YOUR TASK:
Extract all records. Keep each one exact.

Records from a dataset

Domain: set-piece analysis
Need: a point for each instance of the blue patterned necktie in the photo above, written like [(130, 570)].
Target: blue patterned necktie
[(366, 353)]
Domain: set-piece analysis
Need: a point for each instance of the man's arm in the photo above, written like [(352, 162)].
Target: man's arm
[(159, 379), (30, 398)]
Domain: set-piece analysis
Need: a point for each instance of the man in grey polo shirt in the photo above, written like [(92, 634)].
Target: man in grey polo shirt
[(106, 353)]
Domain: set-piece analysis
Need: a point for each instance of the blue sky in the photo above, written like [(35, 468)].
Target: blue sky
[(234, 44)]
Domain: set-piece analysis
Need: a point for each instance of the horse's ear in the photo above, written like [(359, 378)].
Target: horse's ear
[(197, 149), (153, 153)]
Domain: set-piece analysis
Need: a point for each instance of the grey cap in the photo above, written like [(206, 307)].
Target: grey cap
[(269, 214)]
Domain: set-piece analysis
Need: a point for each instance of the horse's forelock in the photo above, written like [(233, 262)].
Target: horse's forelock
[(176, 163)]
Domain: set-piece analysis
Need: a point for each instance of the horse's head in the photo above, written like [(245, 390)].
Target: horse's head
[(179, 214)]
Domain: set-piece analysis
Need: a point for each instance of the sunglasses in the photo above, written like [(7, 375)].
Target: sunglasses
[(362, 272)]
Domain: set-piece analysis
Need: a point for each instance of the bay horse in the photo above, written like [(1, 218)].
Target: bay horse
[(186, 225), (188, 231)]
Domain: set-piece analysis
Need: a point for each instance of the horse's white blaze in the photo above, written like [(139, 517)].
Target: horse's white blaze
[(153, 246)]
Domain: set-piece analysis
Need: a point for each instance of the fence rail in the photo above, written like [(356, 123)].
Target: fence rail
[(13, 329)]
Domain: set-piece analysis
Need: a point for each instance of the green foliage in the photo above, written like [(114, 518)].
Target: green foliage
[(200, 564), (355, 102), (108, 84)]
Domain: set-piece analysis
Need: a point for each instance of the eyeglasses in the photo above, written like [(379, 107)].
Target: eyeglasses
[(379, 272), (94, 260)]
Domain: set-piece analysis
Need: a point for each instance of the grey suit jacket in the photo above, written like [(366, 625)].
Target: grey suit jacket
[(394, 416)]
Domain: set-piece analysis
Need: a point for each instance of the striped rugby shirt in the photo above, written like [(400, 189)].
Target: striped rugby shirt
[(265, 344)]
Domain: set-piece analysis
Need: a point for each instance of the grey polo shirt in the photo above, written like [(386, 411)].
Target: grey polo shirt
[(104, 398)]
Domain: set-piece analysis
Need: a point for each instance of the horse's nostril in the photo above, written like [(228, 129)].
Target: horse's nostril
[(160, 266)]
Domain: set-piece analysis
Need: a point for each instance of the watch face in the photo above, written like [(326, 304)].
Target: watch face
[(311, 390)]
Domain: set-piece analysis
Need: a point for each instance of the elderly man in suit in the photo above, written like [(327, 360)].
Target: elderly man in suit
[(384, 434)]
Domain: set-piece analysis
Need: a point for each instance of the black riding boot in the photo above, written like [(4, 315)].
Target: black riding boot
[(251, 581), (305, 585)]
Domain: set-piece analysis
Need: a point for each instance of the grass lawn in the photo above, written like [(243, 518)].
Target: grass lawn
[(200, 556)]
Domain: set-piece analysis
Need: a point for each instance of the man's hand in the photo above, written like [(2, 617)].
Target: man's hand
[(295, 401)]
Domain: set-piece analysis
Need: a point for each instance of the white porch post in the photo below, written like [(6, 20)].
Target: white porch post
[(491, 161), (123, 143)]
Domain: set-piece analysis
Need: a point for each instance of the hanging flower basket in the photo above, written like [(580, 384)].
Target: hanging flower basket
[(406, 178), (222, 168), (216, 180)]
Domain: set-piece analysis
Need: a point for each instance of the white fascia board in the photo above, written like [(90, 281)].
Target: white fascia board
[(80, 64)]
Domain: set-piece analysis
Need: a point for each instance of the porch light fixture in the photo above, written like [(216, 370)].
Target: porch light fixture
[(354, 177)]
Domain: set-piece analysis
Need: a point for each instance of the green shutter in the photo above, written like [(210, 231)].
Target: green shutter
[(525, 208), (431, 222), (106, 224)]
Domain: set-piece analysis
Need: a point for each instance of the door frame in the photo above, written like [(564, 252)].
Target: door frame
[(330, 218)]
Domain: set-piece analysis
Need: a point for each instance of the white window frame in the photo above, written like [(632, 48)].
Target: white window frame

RESPONSE TO THE EXERCISE:
Domain: set-piece analysis
Need: a point for each instance of the blue patterned necktie in the photo above, written like [(130, 570)].
Target: blue patterned necktie
[(366, 353)]
Domain: set-piece analysis
Need: a point for each instance of the man's arm in the photo above, written like [(352, 162)].
Target: man's arm
[(159, 379), (30, 398)]
Domain: set-piece analysis
Need: a point for each instance of the man in grey polo shirt in the photo above, written like [(92, 634)].
Target: man in grey polo shirt
[(106, 353)]
Domain: set-piece analysis
Need: a point for each instance of the blue sky in the photo above, written like [(35, 468)].
Target: blue sky
[(234, 44)]
Domain: set-piece analysis
Need: a point for each instance of the horse's ear in the photo above, written like [(359, 378)].
Target: horse's ear
[(197, 149), (153, 153)]
Domain: set-piece analysis
Need: a point for each instance of the grey cap in the photo above, written like [(206, 307)].
Target: grey cap
[(269, 214)]
Domain: set-piece analysis
Need: a point for each instance of the horse's forelock in the photo above, written like [(233, 262)].
Target: horse's forelock
[(176, 163)]
Domain: set-piece analysis
Need: a point for each instance of the horse's head in the photo above, written like [(245, 390)].
Target: horse's head
[(179, 214)]
Domain: set-piece analysis
Need: a point for each instance of the sunglasses in the photo above, written like [(7, 375)].
Target: sunglasses
[(362, 272)]
Domain: set-piece analysis
Need: a point for each instance of the bay horse in the photo above, written like [(1, 218)].
Target: bay horse
[(186, 225), (188, 231)]
Domain: set-piece analysis
Need: a point for each instance of the horse's white blaze in the photo above, written like [(139, 517)].
Target: horse's white blaze
[(153, 246)]
Domain: set-piece analysis
Need: a point for each instance of the fence rail in the photo above, written like [(356, 123)].
Target: fence rail
[(13, 329)]
Domain: set-piece analysis
Need: a point for each instance of the green foliage in the photo above, written like [(114, 518)].
Target: green foliage
[(200, 564), (355, 102), (108, 84)]
Domain: set-piece analysis
Need: a point for each instance of the eyeglasses in the photo above, written like [(379, 107)].
Target: eyeglasses
[(379, 272), (94, 260)]
Domain: set-piece analysis
Need: a point for each instance of the grey suit jacket in the photo above, written like [(366, 625)].
Target: grey suit jacket
[(394, 416)]
Domain: set-piece analysis
Need: a point for each instance of the striped rugby shirt in the photo above, written like [(400, 189)].
Target: striped rugby shirt
[(265, 344)]
Domain: set-piece analysis
Need: a point for each instance of the grey polo shirt in the photo above, written like [(386, 411)].
Target: grey polo shirt
[(104, 398)]
Domain: set-piece analysis
Need: a point for each instance of the horse's nostril in the photo above, written like [(228, 129)].
Target: horse's nostril
[(160, 266)]
Domain: set-piece analysis
Need: a point for each instance of the watch face in the photo above, written like [(326, 304)].
Target: watch face
[(311, 390)]
Domain: set-piece analysis
Need: a point for each instance of the elderly man in suit in the photo above, written like [(327, 360)].
Target: elderly man in suit
[(384, 434)]
Domain: set-piece analysis
Need: a point for each instance of the black riding boot in the photo above, written like [(4, 315)].
Target: black riding boot
[(251, 581), (305, 585)]
Domain: set-piece analysis
Need: a point for each instance of the grass lawn in the photo above, written like [(243, 518)].
Target: grass lawn
[(200, 556)]
Domain: set-piece analysis
Need: a point for each instance of the man's hand in the photo above, written like [(2, 617)].
Target: man's hand
[(295, 401)]
Domain: set-piece analysis
Need: a point for each instance of the white porch post in the photo below, written like [(6, 20)].
Target: white porch post
[(491, 161), (123, 143)]
Domain: set-piece analysis
Need: a point for each instance of the hanging flower basket in the photo above, written like [(580, 384)].
Target: hanging flower basket
[(406, 178), (222, 168), (216, 180)]
Domain: set-piece analysis
Need: a point for each instance of the white fascia board in the photo above, written like [(90, 281)].
Target: white fascia board
[(80, 64)]
Domain: set-piece analysis
Need: a point for each instance of the porch light fixture in the photo above, written like [(216, 370)].
Target: porch light fixture
[(354, 177)]
Domain: set-piece analysis
Need: a point for each instance of the green shutter in the photo above, written like [(210, 231)].
Target: green shutter
[(525, 208), (431, 222), (106, 224)]
Domain: set-piece analysis
Need: a point for each instance of the door frame in the photo above, written like [(564, 252)].
Target: door frame
[(330, 218)]
Domain: set-piece analysis
Need: a point for each instance of the white window frame in the photo above, written like [(632, 48)].
Target: white window frame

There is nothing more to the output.